**TEXT BLOCK**
* START *

A Date struct and functions.
The Date struct contains the fields year, month, day and calendar. New dates can be built with the new/3
function or using the ~D
(see Kernel.sigil_D/2
) sigil:
iex> ~D[2000-01-01] ~D[2000-01-01]
Both new/3
and sigil return a struct where the date fields can be accessed directly:
iex> date = ~D[2000-01-01] iex> date.year 2000 iex> date.month 1
The functions on this module work with the Date
struct as well as any struct that contains the same fields as the Date
struct, such as NaiveDateTime
and DateTime
. Such functions expect Calendar.date/0
in their typespecs (instead of t/0
).
Developers should avoid creating the Date structs directly and instead rely on the functions provided by this module as well as the ones in third-party calendar libraries.
Comparisons in Elixir using ==/2
, >/2
, </2
and similar are structural and based on the Date
struct fields. For proper comparison between dates, use the compare/2
function.

* END *

[Excerpt from a data file]
* START *

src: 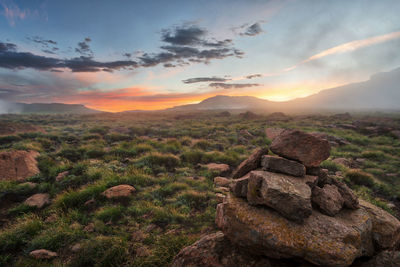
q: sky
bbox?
[0,0,400,112]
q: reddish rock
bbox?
[232,148,268,179]
[312,184,344,216]
[270,130,331,167]
[247,171,312,223]
[0,150,40,181]
[265,128,285,140]
[24,194,50,209]
[29,249,58,259]
[102,184,136,199]
[261,155,306,177]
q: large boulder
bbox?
[312,184,344,216]
[0,150,40,181]
[359,199,400,250]
[270,130,331,167]
[232,148,268,179]
[172,232,292,267]
[247,171,312,223]
[216,195,373,267]
[24,194,50,209]
[261,155,306,177]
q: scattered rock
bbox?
[214,176,231,187]
[102,184,136,199]
[56,171,69,182]
[270,130,331,167]
[203,163,230,176]
[29,249,58,259]
[360,199,400,250]
[312,184,344,216]
[261,155,306,177]
[232,148,268,179]
[0,150,40,181]
[24,194,50,209]
[247,171,312,223]
[265,128,285,140]
[216,195,373,267]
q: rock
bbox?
[0,150,40,181]
[265,128,285,140]
[24,194,50,209]
[261,155,306,177]
[29,249,58,259]
[171,232,293,267]
[232,148,268,179]
[247,171,312,223]
[312,184,344,216]
[216,194,373,267]
[102,184,136,199]
[230,172,250,197]
[203,163,230,176]
[56,171,69,182]
[214,176,231,187]
[354,250,400,267]
[270,130,331,167]
[360,199,400,250]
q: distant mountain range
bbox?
[169,68,400,112]
[8,103,101,114]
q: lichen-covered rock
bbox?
[216,195,373,267]
[247,171,312,223]
[232,148,268,179]
[312,184,344,216]
[172,232,293,267]
[102,184,136,199]
[261,155,306,177]
[360,199,400,250]
[270,130,331,167]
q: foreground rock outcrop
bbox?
[173,130,400,267]
[0,150,40,181]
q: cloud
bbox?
[182,77,229,84]
[208,83,261,89]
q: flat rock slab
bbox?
[261,155,306,177]
[270,130,331,167]
[247,171,312,223]
[216,194,373,267]
[232,148,268,179]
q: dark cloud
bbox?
[182,77,229,84]
[246,74,262,79]
[208,83,261,89]
[75,37,93,57]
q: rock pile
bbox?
[173,130,400,267]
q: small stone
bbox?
[261,155,306,177]
[29,249,58,259]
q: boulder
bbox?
[261,155,306,177]
[216,194,373,267]
[24,194,50,209]
[312,184,344,216]
[102,184,136,199]
[214,176,231,187]
[232,148,268,179]
[0,150,40,181]
[171,232,293,267]
[230,172,250,197]
[247,171,312,223]
[265,127,285,140]
[270,130,331,167]
[203,163,230,176]
[29,249,58,259]
[360,199,400,250]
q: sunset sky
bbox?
[0,0,400,111]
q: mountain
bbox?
[8,103,101,114]
[170,68,400,112]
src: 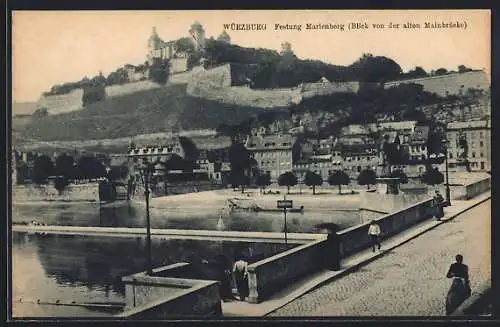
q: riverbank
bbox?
[148,189,360,213]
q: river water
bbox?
[12,203,359,317]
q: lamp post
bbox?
[442,139,451,206]
[128,149,164,276]
[429,140,451,206]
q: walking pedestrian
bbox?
[215,254,234,302]
[323,228,340,271]
[368,220,380,252]
[434,190,444,221]
[233,256,249,301]
[446,254,471,297]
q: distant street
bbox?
[269,200,491,316]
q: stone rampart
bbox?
[116,263,222,320]
[12,183,99,202]
[248,199,433,303]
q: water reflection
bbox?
[12,202,359,233]
[12,233,293,316]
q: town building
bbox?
[446,120,491,171]
[124,64,149,82]
[217,30,231,44]
[196,148,231,185]
[332,142,381,178]
[245,133,297,180]
[147,22,205,63]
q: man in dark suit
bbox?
[446,254,471,296]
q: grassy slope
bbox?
[15,85,274,141]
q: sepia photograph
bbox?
[7,9,497,321]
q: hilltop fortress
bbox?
[37,22,490,114]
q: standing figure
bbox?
[233,256,249,301]
[215,254,234,302]
[368,220,380,252]
[323,228,340,270]
[446,254,472,314]
[434,190,444,221]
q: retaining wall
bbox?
[248,199,433,303]
[116,263,222,320]
[384,71,490,96]
[12,183,99,202]
[429,177,491,200]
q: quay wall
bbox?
[248,198,433,303]
[12,183,100,202]
[429,177,491,200]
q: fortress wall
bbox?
[106,81,159,98]
[188,86,300,108]
[187,64,231,96]
[302,82,359,99]
[384,71,490,96]
[170,58,187,74]
[36,89,83,115]
[168,70,193,84]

* END *

**AIM OF THE EXERCISE**
Can you quote the Date module documentation word for word, everything from "Developers should avoid" down to "third-party calendar libraries."?

**WRITTEN ANSWER**
Developers should avoid creating the Date structs directly and instead rely on the functions provided by this module as well as the ones in third-party calendar libraries.